-- What you need to do --
Extract each line of the listing below that contains the string "crane". Matching is case-sensitive.

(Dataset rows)
* * * * * * * * *
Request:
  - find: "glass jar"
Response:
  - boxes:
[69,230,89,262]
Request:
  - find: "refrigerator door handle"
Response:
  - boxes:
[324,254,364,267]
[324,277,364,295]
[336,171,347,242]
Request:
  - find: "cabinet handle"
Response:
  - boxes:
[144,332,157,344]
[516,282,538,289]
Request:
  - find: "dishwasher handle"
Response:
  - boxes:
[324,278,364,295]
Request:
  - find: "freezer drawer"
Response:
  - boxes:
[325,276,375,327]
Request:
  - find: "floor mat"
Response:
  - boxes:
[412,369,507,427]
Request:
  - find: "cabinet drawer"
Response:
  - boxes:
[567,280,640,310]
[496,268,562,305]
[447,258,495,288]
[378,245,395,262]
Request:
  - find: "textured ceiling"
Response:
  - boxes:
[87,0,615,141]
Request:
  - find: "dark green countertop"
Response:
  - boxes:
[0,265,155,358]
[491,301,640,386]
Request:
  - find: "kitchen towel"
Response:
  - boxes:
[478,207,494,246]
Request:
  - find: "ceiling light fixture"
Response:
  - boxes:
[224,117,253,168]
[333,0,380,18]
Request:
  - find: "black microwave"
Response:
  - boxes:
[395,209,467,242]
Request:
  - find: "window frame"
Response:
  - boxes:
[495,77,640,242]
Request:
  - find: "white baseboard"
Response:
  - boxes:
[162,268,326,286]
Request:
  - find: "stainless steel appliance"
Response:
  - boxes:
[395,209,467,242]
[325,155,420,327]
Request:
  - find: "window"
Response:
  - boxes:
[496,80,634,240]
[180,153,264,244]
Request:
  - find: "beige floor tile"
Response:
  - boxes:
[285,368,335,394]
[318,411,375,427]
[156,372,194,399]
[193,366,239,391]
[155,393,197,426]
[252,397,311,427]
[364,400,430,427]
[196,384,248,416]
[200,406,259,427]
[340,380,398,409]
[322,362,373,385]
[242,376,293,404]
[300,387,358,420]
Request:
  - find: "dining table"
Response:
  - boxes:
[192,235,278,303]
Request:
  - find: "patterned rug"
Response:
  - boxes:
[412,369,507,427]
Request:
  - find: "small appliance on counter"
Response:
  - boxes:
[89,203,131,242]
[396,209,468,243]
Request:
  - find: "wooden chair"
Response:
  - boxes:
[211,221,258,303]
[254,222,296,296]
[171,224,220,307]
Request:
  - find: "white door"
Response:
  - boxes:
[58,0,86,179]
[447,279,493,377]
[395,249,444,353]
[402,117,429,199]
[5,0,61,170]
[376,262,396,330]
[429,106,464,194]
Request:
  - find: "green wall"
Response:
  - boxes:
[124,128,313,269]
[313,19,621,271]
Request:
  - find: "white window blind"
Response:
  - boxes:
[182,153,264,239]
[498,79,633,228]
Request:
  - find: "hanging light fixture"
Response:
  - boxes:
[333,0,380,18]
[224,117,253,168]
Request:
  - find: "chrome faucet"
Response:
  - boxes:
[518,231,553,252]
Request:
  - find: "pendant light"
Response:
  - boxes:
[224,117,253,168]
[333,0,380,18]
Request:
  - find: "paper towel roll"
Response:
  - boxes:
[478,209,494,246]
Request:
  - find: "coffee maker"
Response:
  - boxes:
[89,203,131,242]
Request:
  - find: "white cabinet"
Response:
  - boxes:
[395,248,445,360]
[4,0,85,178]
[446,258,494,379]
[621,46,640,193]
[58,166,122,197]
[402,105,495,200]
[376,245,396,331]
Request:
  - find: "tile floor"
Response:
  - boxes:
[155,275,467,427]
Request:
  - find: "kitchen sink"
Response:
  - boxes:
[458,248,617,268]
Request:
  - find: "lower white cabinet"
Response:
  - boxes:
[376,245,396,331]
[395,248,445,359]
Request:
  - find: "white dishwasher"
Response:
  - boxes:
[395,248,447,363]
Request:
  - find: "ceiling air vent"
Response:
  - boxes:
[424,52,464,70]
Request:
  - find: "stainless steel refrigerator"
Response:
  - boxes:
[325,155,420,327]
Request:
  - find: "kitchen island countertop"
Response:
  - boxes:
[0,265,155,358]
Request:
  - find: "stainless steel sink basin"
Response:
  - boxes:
* * * * * * * * *
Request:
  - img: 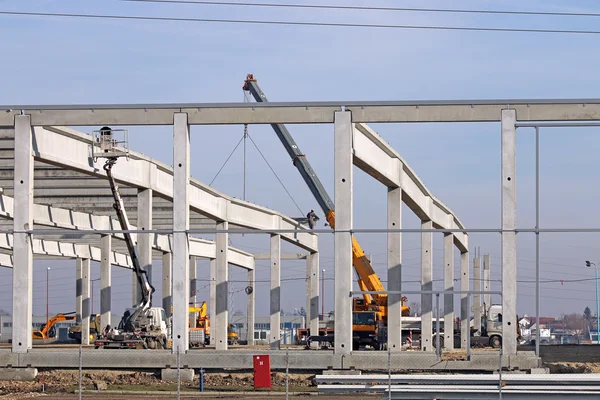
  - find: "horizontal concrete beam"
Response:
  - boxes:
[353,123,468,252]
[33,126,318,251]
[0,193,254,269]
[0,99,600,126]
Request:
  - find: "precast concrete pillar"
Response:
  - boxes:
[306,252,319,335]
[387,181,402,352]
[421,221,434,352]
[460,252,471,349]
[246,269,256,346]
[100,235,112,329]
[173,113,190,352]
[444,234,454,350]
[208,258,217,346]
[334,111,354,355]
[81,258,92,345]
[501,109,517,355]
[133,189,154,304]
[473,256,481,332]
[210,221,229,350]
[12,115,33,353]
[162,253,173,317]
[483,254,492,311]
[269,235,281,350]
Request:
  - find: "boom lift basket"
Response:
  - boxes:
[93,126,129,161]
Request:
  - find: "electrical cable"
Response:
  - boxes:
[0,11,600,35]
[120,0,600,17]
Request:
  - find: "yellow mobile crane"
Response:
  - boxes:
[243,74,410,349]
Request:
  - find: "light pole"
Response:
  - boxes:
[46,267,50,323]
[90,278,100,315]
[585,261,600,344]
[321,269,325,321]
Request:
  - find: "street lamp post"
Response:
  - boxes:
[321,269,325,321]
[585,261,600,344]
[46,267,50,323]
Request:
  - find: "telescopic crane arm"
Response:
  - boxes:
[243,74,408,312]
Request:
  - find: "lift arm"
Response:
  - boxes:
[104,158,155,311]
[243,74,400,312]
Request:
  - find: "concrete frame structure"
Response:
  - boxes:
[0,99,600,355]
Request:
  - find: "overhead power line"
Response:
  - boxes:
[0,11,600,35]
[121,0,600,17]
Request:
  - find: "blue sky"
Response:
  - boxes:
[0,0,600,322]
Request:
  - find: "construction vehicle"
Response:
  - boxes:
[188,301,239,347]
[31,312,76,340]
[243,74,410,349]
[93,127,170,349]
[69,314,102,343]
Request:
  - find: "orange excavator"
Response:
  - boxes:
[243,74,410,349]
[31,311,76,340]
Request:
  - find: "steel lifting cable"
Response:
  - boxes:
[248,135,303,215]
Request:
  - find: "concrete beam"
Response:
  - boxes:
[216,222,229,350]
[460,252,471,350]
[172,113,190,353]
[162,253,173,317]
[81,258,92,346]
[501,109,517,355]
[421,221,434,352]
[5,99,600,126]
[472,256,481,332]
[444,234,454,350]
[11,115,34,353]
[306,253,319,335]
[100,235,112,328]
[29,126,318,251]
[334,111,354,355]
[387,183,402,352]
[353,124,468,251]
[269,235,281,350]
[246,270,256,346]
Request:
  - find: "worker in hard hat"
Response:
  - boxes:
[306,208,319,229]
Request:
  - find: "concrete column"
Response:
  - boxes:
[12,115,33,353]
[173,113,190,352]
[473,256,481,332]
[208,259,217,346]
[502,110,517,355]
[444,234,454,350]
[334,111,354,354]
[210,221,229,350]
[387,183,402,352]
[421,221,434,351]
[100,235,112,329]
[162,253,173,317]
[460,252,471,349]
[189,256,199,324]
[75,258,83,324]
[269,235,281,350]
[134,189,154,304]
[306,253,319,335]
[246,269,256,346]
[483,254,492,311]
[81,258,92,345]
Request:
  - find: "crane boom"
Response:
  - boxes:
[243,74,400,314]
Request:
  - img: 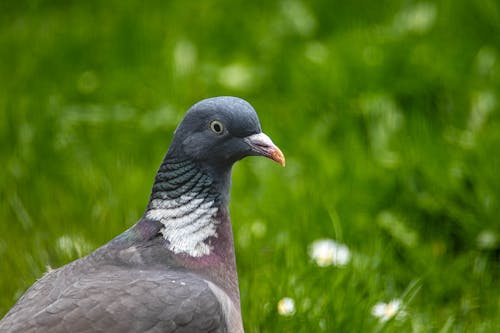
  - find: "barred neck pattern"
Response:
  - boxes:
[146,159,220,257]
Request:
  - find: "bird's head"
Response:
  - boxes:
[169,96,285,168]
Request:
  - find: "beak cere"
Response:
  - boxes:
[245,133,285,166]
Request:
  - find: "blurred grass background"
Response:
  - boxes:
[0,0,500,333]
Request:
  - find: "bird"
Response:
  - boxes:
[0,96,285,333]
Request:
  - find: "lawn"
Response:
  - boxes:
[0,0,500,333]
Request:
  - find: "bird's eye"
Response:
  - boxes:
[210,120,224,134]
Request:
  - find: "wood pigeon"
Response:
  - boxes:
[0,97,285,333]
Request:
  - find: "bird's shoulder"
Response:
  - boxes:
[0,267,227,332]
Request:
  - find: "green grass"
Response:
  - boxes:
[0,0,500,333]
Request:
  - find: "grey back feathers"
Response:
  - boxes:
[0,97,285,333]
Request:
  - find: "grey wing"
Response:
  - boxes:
* * * * * * * * *
-- The solution --
  - find: "yellow mobile crane"
  - find: "telescopic crane arm"
  - find: "crane boom"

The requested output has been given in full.